- Prompt
Lines in the listing below that include the word "form" need to be copied.

_____

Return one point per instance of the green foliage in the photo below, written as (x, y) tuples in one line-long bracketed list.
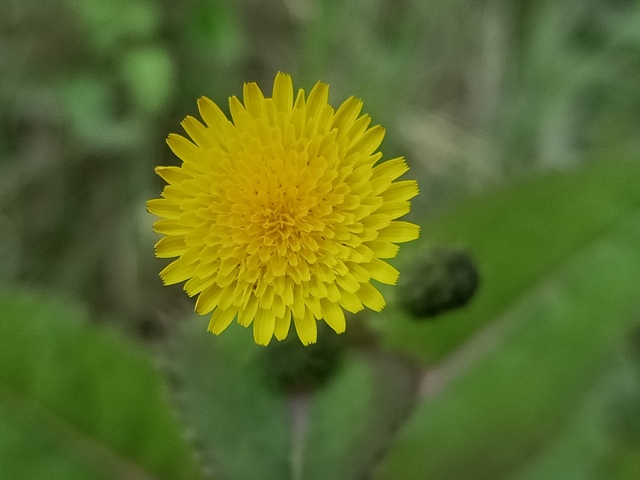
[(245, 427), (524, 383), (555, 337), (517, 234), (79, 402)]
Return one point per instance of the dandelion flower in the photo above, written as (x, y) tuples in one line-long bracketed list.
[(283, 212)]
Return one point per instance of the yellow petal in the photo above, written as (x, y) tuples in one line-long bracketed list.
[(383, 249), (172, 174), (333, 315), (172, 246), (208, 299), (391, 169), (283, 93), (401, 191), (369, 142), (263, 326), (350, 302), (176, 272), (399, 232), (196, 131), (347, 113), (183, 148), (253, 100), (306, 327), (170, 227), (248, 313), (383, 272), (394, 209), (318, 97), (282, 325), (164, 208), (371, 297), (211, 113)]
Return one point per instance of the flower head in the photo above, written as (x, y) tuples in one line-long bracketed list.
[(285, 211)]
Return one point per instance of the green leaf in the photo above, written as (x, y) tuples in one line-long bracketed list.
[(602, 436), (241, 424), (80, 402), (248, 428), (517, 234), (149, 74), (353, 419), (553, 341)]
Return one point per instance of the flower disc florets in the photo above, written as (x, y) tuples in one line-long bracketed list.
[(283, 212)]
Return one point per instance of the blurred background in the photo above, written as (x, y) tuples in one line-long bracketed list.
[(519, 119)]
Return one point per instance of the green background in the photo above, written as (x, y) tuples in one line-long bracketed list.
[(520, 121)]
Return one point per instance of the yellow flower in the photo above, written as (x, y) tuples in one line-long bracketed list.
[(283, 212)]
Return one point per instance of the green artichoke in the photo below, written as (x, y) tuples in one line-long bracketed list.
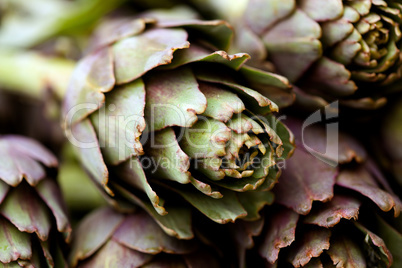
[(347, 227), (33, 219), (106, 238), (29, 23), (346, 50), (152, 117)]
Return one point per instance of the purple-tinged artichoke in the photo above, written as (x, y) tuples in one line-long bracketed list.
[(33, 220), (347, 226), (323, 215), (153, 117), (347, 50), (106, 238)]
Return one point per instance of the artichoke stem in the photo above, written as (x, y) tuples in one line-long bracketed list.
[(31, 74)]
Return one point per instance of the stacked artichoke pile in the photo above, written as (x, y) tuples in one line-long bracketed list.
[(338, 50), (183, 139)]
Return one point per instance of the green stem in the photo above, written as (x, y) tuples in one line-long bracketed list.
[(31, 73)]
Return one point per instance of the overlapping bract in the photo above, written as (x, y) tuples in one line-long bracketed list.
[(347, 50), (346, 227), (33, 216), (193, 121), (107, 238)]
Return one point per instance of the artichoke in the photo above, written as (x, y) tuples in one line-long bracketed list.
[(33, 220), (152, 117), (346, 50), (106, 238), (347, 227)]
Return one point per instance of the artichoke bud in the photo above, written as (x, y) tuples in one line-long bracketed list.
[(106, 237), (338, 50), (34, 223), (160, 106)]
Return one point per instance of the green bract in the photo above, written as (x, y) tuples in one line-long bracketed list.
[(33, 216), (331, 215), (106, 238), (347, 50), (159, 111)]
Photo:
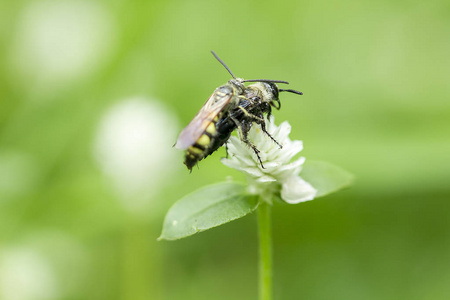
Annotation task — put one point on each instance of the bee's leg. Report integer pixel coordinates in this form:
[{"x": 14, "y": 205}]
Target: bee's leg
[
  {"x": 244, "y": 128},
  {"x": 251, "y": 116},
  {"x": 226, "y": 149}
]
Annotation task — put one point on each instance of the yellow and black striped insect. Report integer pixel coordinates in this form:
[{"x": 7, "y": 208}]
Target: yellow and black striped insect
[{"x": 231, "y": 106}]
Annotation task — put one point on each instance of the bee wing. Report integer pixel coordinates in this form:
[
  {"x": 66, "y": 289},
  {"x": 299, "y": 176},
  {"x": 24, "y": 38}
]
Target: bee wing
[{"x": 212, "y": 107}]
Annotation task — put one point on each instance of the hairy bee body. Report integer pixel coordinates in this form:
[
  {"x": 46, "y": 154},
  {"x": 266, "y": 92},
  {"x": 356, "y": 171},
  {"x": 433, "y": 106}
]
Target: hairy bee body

_____

- Final answer
Annotation task — put one point on each instance of the bee's leg. Report integer pixel coordinates in this form:
Annotation task — put one point on each instance of the yellow and black striped insect. Report integer pixel coordinates in this form:
Annotation task — put one point on each instance of the bee wing. Report integer pixel coordinates in this form:
Annotation task — put one point on each instance of the hairy bee body. Report integer pixel coordinates in this form:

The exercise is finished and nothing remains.